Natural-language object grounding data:
----------

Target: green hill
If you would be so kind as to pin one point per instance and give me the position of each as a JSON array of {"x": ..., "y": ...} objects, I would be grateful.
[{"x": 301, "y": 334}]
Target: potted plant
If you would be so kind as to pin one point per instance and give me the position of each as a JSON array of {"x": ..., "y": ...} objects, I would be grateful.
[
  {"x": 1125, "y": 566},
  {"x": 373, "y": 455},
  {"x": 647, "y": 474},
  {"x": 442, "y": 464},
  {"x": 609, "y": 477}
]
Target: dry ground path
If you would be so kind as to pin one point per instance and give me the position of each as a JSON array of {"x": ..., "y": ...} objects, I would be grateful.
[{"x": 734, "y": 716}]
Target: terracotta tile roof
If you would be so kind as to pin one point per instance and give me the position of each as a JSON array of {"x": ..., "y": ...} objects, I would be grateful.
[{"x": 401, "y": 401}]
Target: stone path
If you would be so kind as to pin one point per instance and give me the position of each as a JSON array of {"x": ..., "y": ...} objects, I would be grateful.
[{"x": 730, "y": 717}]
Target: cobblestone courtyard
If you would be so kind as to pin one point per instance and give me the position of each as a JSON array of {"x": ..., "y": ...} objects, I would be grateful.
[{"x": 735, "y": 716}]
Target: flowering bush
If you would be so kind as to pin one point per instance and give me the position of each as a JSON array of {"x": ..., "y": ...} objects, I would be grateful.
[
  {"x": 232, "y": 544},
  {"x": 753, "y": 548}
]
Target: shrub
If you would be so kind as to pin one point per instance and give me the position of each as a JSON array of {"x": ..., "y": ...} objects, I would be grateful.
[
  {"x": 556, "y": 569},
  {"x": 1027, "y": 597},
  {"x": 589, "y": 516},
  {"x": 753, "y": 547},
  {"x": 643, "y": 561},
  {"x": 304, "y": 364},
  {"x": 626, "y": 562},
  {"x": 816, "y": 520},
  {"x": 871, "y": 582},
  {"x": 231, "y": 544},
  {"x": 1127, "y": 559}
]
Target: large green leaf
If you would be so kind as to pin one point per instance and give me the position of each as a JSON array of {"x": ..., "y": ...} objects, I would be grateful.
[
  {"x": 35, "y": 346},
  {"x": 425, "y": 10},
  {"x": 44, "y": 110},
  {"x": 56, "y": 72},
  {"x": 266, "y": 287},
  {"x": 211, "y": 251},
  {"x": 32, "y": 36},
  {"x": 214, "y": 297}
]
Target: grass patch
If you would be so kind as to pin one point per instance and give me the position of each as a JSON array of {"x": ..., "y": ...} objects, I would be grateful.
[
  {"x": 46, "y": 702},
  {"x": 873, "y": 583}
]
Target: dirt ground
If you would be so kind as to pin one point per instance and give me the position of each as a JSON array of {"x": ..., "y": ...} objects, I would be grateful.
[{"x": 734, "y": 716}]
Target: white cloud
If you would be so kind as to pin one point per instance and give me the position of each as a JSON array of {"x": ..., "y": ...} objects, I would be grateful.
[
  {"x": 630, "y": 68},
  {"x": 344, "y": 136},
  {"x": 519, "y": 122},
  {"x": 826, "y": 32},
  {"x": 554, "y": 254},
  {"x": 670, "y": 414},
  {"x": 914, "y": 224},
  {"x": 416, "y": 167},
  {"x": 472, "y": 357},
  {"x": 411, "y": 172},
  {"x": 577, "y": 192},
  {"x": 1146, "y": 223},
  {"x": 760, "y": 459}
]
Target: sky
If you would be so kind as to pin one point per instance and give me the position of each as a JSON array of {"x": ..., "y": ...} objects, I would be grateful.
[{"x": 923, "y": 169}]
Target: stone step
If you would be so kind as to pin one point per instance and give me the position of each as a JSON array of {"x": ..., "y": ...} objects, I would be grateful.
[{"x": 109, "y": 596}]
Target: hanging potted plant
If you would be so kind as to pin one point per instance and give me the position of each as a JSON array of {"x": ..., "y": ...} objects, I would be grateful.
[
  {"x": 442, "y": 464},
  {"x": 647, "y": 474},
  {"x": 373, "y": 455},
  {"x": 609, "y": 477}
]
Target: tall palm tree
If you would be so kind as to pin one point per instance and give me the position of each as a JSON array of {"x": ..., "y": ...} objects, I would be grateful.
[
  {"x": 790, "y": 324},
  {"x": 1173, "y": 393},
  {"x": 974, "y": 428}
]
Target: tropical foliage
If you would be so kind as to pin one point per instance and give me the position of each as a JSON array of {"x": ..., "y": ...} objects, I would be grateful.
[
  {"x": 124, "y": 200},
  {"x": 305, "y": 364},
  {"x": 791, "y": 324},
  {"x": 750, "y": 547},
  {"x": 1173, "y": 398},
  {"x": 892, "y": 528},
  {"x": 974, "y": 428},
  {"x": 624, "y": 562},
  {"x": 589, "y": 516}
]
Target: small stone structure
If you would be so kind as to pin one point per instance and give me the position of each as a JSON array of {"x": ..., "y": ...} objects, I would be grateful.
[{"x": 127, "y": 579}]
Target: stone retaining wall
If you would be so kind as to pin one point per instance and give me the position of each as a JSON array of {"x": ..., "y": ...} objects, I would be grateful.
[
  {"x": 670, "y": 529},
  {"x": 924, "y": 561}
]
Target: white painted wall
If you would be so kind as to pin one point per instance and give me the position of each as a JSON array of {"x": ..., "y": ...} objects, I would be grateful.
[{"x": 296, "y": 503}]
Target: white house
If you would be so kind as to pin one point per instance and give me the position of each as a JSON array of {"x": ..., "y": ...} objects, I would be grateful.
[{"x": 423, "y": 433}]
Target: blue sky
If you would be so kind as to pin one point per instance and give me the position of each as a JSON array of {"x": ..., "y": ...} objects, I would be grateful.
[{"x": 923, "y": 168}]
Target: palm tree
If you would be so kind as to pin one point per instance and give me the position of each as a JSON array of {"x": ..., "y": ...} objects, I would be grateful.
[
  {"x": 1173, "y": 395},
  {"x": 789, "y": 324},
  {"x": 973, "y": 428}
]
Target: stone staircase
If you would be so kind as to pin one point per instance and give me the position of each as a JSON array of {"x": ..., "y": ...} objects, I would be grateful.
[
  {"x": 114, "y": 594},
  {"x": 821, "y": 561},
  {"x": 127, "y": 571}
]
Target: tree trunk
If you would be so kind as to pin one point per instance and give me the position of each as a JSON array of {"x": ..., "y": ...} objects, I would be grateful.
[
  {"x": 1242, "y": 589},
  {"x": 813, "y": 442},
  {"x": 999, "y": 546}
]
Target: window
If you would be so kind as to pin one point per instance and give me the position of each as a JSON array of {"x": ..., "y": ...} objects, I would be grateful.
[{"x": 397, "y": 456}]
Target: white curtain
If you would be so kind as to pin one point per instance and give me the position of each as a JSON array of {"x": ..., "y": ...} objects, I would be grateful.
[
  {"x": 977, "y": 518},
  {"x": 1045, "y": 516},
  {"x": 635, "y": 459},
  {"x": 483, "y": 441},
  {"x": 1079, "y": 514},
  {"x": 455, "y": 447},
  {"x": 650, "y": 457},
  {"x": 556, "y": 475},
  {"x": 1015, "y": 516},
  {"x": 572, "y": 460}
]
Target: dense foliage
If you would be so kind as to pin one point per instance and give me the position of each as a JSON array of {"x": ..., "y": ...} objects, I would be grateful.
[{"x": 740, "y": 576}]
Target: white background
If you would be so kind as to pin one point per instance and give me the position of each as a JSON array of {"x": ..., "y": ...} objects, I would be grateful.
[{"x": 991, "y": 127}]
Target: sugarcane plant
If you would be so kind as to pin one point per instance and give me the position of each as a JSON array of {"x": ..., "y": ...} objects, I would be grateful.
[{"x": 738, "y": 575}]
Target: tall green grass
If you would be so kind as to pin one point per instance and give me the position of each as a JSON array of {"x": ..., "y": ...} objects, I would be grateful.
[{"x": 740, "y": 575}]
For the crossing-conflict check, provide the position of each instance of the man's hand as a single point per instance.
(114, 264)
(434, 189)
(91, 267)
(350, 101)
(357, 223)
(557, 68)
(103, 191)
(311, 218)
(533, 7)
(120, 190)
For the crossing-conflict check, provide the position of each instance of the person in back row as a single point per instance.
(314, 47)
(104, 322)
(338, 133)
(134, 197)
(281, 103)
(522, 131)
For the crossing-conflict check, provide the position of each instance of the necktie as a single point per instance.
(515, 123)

----------

WHAT THE EXERCISE ASKS: The answer should be the exact lines running from the line containing "Target: tall green grass" to the last line of the entries, with nothing else.

RESULT OF THE EXERCISE:
Target: tall green grass
If you would be so kind as to pin one point per instance and give me the position of each as a JSON array of {"x": ..., "y": ...} objects, I would be grateful.
[{"x": 740, "y": 575}]
For the crossing-conflict check, provide the position of each instance of the man's hand as a single point per instance.
(114, 264)
(434, 189)
(91, 267)
(350, 101)
(357, 223)
(557, 68)
(103, 191)
(311, 218)
(533, 7)
(120, 190)
For the crossing-conflict check, provide the position of each instance of the person in back row as a single point per instance.
(314, 47)
(104, 322)
(338, 133)
(134, 197)
(281, 103)
(522, 131)
For the crossing-conflict check, provide the position of each instance of the necktie as a single point per instance.
(515, 123)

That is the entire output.